> _CONSIGNE 1_
D'après le texte fourni, à quelle date Mr X... a-t-il été licencié pour faute grave ?

> _TEXTE FOURNI_
++++++

Monsieur Hubert DE BECDELIÈVRE, Conseiller,

qui en ont délibéré,

Greffier, lors des débats : Monsieur Pierre-Louis LANE

FAITS ET DEMANDES DES PARTIES

Mr Dominique X... a été engagé à compter du 5 septembre 1988 selon contrat à durée indéterminée par la société ERIS, filiale du groupe GTME, en qualité d'ingénieur d'affaires débutant. Suite à la fusion de GTME avec d'autres sociétés, Mr X... a été muté le 1er octobre 2004 avec reprise de son ancienneté au sein de la société INEO où il exerçait en dernier lieu les fonctions de directeur délégué, statut cadre, niveau C2 de la convention collective des Ingénieurs, Assimilés et Cadres des Entreprises de Travaux Publics, moyennant une rémunération mensuelle brute moyenne de 8 053 € primes incluses. Il était également gérant de la SNC INEO ENGINEERING & SYSTEMS, ci-après désignée INEO E&S.

Après avoir été mis à pied à titre conservatoire le 11 juillet 2008 et convoqué par lettre remise en main propre le 15 juillet 2008 à un entretien préalable fixé au 22 juillet suivant, Mr X... a été licencié pour faute grave par lettre recommandée avec avis de réception du 25 juillet 2008.

++++++

> _CONSIGNE 2_
Déterminez combien de lignes ci-dessous contiennent la chaîne « sleeve », en respectant la casse, et donnez uniquement ce nombre.

> _LIGNES DE DONNÉES_
++++++

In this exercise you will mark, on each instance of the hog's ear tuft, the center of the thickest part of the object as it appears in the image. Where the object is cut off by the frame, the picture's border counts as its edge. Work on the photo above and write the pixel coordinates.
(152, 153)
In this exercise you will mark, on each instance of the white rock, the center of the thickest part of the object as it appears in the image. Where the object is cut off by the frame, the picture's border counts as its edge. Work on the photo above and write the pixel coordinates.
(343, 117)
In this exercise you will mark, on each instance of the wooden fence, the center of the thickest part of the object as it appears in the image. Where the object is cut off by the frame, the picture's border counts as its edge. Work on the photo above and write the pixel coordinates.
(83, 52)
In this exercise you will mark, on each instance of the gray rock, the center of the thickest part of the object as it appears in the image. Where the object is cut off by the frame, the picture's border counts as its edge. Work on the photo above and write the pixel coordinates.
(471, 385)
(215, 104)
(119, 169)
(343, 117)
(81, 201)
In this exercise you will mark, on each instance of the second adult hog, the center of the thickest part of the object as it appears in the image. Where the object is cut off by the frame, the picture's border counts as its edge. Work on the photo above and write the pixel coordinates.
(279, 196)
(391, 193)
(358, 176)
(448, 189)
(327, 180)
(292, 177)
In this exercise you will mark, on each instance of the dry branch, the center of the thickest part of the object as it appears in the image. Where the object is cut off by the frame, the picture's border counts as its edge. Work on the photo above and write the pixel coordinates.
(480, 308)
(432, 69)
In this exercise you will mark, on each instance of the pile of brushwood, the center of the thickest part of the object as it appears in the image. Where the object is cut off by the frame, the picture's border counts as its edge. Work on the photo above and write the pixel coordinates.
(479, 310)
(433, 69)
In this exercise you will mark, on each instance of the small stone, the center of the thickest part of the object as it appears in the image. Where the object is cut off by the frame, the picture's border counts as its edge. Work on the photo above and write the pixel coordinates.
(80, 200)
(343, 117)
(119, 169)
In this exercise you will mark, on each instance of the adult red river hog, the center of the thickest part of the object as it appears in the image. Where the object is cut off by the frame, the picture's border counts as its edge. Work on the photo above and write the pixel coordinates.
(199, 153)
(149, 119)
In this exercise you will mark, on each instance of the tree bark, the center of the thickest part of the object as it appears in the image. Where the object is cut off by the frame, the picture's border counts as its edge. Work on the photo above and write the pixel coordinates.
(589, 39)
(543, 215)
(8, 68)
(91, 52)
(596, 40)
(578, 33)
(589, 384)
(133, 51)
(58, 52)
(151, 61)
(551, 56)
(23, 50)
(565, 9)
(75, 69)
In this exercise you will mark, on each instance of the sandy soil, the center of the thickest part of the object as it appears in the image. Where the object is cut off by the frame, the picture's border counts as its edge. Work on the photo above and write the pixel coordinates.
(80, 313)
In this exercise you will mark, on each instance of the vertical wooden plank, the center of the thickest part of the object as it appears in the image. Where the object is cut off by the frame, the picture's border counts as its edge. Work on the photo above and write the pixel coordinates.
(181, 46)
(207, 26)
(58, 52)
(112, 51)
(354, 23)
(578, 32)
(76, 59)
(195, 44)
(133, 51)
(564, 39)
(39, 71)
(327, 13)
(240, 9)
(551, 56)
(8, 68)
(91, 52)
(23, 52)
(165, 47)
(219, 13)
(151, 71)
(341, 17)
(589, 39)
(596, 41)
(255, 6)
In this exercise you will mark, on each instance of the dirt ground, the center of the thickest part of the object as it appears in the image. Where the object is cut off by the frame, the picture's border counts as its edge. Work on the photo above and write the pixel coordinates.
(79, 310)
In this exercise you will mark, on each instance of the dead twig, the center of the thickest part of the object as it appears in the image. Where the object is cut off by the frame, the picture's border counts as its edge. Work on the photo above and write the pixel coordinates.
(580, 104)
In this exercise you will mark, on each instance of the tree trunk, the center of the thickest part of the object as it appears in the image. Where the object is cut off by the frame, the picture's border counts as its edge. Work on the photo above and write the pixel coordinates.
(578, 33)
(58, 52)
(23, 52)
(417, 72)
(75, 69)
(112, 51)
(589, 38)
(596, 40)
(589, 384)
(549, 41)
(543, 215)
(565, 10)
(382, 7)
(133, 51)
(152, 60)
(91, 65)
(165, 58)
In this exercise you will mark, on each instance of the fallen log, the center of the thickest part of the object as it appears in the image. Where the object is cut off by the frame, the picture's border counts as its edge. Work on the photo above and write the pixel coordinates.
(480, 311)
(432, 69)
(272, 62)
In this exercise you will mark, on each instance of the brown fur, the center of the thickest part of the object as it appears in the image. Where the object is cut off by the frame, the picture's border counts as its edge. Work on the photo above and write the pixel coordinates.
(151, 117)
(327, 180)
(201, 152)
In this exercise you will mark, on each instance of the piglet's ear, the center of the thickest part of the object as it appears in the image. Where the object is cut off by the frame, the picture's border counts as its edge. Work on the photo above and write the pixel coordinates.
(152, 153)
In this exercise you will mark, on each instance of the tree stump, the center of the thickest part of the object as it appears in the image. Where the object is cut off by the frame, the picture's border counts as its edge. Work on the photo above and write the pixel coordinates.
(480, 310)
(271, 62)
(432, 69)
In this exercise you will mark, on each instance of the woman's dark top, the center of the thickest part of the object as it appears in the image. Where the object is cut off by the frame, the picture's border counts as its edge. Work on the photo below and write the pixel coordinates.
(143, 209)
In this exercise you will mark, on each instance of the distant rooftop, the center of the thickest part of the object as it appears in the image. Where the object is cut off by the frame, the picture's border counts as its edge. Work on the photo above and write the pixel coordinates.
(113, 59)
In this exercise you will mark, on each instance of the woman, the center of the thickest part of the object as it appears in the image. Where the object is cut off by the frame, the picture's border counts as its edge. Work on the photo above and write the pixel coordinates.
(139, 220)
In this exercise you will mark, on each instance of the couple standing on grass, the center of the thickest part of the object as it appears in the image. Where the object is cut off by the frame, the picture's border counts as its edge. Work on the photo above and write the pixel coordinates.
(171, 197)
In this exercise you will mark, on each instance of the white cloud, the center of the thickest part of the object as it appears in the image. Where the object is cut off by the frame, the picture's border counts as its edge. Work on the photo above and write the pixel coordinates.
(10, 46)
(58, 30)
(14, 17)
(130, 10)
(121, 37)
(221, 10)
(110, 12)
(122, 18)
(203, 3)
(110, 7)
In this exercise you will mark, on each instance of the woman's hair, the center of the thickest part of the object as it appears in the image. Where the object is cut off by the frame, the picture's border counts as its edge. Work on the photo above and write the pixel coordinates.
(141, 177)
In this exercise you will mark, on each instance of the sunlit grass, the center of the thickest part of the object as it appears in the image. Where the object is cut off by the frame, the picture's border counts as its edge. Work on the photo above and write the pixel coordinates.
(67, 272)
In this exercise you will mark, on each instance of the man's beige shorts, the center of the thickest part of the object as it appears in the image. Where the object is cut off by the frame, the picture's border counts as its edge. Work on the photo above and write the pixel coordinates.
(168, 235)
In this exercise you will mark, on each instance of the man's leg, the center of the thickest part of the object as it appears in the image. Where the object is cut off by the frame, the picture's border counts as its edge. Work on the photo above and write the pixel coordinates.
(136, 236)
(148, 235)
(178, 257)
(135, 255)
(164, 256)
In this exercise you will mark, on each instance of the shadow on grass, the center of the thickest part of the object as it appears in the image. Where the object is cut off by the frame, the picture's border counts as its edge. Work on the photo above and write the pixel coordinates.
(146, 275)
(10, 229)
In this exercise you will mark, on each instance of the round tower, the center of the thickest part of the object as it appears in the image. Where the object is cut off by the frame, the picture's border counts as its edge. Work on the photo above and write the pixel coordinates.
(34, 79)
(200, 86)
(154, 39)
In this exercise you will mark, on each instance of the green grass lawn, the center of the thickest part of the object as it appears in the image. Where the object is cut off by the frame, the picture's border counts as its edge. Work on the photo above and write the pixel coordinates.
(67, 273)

++++++

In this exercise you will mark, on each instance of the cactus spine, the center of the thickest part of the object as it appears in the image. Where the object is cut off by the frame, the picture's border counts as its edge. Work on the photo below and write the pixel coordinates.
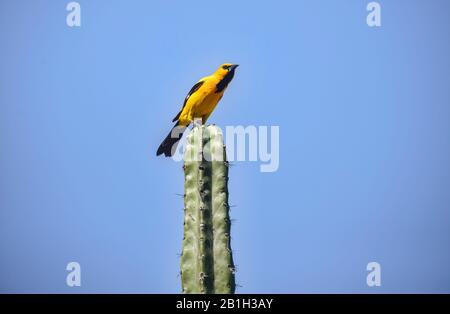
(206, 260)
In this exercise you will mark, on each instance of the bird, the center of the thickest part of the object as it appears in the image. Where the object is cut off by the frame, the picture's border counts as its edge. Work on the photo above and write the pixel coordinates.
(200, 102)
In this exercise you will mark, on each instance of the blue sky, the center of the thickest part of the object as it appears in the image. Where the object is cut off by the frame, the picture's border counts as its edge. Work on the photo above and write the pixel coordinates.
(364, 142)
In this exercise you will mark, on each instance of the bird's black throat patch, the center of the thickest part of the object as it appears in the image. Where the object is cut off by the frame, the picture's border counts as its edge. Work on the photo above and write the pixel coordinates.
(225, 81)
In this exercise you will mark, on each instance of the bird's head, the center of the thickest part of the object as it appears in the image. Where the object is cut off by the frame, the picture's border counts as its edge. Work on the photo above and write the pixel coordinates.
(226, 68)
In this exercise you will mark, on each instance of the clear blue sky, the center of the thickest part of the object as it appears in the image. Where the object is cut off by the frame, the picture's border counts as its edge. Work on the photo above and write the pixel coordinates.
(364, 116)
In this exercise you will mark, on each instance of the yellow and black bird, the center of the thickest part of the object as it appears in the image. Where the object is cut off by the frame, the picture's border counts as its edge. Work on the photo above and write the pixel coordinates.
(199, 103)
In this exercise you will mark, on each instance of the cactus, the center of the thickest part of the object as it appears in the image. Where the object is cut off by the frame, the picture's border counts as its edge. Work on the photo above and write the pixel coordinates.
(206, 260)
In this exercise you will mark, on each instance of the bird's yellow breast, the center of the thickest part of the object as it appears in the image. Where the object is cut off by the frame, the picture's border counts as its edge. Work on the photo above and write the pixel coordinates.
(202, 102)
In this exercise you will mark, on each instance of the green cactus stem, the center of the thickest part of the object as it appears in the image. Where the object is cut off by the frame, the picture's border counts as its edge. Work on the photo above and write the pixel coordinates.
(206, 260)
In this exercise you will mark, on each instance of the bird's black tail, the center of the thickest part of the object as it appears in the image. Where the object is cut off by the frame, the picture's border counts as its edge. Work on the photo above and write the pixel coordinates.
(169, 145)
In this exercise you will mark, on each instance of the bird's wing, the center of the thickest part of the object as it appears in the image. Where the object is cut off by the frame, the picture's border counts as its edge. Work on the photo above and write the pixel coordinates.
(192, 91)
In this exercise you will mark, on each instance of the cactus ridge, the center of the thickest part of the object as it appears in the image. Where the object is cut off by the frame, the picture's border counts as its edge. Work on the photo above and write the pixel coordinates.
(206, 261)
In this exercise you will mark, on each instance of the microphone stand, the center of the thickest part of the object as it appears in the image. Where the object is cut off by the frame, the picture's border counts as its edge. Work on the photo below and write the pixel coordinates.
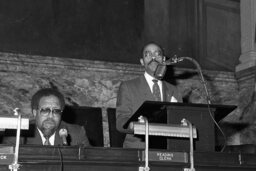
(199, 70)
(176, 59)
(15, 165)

++++++

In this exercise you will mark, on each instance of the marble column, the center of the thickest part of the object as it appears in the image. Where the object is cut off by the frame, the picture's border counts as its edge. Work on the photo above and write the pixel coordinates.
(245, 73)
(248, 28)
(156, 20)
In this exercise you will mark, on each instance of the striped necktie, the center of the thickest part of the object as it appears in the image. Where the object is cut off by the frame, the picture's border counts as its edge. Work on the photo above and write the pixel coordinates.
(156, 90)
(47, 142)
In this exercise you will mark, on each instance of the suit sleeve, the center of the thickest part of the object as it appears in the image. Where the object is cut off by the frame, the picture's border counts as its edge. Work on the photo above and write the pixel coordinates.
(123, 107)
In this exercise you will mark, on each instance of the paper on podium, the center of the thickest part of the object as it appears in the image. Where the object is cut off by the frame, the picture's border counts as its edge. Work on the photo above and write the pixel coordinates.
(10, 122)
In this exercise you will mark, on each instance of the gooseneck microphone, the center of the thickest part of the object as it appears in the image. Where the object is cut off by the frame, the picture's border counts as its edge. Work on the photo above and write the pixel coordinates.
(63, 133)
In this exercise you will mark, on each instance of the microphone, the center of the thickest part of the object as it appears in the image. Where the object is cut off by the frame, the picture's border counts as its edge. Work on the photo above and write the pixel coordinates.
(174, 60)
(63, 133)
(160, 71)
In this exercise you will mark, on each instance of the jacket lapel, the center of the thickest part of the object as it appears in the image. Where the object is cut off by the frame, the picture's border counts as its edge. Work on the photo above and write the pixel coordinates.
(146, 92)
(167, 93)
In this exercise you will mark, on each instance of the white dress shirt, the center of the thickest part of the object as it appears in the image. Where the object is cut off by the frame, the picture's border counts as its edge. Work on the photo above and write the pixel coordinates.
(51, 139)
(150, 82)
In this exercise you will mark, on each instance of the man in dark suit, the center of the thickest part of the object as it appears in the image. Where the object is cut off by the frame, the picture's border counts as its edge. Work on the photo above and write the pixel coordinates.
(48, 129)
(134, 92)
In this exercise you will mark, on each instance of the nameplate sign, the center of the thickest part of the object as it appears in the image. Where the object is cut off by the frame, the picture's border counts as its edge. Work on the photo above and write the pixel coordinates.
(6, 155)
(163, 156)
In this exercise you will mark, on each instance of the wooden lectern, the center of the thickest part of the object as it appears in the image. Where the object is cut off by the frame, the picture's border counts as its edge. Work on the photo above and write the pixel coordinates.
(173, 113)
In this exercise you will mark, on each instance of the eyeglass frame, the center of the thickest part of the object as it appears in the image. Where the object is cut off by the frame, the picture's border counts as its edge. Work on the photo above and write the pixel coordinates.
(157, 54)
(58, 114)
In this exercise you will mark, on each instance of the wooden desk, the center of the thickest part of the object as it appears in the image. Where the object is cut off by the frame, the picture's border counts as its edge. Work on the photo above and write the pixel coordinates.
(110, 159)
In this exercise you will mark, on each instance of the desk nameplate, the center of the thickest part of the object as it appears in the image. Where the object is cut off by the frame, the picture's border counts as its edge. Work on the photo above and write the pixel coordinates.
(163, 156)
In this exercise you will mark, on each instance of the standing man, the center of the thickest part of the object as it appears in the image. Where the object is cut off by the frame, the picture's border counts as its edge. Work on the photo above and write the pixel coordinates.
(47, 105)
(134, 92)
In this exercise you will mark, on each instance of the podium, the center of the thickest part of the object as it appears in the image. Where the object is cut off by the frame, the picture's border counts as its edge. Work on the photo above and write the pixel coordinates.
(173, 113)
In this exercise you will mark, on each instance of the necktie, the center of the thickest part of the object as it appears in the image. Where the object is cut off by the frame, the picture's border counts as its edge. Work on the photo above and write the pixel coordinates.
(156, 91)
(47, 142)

++++++

> _RÉPONSE 1_
Le 25 juillet 2008, par lettre recommandée avec avis de réception.

> _RÉPONSE 2_
1